What is expected —
Pull out every line below containing the word "flag".

Segment Start: Data for review

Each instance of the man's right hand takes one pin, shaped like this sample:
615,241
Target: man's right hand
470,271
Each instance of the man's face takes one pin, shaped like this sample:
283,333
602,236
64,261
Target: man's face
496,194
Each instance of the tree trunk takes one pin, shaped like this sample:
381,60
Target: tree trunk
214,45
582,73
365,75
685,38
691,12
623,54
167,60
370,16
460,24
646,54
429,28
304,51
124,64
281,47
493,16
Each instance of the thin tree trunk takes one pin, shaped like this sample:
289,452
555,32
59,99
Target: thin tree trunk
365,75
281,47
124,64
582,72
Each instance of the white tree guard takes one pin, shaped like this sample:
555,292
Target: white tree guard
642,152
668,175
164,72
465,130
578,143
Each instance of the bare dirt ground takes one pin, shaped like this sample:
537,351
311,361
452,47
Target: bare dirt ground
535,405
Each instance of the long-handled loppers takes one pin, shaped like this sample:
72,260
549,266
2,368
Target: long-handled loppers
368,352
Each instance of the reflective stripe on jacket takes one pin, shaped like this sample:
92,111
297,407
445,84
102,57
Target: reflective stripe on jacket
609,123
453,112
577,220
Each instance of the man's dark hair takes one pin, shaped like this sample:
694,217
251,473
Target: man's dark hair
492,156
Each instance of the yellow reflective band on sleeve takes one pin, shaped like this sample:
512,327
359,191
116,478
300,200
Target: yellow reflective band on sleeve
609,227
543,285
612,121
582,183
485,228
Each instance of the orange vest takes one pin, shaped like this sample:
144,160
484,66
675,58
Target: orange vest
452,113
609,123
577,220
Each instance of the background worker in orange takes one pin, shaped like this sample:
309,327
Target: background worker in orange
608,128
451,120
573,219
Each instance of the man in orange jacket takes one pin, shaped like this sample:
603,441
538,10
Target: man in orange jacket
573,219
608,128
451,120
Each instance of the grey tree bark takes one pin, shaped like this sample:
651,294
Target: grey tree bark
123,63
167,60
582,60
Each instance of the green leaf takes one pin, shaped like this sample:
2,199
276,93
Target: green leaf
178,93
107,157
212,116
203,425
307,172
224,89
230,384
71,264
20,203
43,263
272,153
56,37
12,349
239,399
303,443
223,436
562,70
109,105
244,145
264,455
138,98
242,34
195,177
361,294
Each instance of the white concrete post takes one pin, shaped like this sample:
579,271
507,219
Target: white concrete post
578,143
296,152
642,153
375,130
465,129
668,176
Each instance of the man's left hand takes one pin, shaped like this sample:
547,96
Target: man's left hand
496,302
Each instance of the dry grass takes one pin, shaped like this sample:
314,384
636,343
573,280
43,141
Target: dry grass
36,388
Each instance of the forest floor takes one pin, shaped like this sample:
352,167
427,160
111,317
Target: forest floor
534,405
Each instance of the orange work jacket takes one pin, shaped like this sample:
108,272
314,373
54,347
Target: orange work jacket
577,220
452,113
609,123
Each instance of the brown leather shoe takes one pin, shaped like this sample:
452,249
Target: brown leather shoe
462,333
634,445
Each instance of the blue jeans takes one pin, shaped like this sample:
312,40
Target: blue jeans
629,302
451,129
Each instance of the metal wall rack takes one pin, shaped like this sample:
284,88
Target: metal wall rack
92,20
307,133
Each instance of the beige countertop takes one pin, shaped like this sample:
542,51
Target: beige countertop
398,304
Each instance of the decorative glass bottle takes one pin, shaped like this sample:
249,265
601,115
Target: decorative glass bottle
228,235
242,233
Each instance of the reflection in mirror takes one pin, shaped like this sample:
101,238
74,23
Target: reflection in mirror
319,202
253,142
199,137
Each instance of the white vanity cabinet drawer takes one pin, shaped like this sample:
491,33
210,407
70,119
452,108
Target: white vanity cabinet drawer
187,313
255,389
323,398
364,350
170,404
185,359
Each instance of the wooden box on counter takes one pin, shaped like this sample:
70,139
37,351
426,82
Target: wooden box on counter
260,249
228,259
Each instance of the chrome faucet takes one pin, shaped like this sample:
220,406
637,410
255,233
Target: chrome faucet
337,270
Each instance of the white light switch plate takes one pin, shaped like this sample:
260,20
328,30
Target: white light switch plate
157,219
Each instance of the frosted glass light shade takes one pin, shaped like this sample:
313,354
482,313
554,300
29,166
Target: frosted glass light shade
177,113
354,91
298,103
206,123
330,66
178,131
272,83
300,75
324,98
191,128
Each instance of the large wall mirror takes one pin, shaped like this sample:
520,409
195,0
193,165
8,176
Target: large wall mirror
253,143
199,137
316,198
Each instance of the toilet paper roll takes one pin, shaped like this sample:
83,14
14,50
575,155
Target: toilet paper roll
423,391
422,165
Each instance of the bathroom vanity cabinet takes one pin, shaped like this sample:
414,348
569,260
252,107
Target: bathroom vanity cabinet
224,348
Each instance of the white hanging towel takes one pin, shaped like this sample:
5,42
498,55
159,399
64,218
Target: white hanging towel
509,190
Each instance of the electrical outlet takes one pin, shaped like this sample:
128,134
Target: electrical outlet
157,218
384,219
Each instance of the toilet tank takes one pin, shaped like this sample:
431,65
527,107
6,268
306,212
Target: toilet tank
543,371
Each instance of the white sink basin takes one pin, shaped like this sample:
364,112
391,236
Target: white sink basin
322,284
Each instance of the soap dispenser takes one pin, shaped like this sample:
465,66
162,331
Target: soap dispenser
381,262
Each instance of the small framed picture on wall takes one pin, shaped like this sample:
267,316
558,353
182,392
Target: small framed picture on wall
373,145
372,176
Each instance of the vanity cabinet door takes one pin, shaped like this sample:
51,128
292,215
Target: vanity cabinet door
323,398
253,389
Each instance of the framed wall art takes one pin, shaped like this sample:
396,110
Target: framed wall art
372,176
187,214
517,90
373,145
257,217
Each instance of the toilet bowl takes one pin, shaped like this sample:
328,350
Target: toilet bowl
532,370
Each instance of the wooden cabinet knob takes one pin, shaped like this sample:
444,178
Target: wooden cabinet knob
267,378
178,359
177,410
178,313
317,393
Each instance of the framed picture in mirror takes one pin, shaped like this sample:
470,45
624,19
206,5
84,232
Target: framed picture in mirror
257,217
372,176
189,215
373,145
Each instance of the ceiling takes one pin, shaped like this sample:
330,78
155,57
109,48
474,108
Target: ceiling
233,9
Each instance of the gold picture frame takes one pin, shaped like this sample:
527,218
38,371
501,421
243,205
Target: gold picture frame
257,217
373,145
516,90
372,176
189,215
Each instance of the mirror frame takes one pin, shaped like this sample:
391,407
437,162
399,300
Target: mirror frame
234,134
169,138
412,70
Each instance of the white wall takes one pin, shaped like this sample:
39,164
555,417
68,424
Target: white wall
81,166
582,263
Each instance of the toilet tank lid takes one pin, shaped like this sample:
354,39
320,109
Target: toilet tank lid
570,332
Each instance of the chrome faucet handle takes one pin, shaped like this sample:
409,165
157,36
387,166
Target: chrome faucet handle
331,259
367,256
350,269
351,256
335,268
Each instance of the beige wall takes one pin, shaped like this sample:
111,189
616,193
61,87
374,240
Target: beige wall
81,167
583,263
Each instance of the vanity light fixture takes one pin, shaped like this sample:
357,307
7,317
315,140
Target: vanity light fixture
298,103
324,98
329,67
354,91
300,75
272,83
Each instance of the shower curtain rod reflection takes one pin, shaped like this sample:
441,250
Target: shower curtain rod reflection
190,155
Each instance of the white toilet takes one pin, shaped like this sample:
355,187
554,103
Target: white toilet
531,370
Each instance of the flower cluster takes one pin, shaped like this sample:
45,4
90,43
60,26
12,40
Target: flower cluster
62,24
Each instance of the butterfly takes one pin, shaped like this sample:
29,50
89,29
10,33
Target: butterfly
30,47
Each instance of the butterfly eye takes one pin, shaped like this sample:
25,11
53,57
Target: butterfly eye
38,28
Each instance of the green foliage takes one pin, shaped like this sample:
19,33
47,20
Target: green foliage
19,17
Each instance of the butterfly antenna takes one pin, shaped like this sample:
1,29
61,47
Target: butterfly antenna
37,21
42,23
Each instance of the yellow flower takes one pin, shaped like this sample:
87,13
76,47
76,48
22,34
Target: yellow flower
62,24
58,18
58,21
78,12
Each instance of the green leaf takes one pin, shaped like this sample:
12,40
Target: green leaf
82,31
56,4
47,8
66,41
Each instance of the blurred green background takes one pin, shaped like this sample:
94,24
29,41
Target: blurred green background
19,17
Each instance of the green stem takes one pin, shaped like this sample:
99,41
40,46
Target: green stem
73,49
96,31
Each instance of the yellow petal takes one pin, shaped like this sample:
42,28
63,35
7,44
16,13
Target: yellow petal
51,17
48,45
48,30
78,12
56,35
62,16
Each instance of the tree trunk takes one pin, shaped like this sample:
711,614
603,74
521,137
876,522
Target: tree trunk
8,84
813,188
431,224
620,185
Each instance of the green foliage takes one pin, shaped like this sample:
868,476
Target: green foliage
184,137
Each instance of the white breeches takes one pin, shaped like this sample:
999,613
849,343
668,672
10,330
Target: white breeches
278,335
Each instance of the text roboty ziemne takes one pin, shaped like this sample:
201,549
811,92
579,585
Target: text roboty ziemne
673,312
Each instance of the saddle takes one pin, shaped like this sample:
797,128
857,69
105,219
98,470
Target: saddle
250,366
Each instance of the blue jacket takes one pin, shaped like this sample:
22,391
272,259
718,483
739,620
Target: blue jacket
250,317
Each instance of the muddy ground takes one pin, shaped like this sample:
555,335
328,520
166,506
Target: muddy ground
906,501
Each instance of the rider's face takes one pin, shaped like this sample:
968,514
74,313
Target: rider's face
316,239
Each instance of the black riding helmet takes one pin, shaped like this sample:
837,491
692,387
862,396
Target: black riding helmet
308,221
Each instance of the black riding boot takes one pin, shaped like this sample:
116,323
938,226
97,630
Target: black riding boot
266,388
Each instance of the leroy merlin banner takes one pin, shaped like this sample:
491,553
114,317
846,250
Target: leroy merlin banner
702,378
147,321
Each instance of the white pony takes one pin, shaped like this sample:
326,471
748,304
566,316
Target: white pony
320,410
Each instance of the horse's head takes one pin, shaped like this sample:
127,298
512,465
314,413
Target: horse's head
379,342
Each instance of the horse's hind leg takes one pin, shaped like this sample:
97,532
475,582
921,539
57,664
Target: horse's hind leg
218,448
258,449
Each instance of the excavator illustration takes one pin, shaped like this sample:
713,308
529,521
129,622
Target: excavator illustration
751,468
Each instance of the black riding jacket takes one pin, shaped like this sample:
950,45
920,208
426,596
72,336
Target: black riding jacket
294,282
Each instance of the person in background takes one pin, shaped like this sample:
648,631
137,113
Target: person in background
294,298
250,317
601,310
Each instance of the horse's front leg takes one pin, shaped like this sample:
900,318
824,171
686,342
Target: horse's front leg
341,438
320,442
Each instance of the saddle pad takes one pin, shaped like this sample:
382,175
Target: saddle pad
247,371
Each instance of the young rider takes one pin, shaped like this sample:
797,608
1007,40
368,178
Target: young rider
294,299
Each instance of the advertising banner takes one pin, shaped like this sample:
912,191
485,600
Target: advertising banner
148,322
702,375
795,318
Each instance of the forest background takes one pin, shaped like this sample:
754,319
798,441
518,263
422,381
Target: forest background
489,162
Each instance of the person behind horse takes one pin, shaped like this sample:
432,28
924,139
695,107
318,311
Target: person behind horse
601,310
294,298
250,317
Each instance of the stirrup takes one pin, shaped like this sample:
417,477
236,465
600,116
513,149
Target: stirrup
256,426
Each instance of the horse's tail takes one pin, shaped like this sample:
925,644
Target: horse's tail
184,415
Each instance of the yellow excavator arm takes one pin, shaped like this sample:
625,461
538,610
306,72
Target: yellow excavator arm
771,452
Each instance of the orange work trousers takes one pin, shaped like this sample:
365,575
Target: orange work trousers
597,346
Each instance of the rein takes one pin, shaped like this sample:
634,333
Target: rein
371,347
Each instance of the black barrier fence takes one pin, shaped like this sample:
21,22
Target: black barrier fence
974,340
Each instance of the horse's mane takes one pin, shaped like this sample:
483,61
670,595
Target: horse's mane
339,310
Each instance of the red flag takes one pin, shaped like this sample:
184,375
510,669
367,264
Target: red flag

Segment End: Data for review

Solution —
Each instance of the red flag takes one pin, shaped like this sample:
Target: red flag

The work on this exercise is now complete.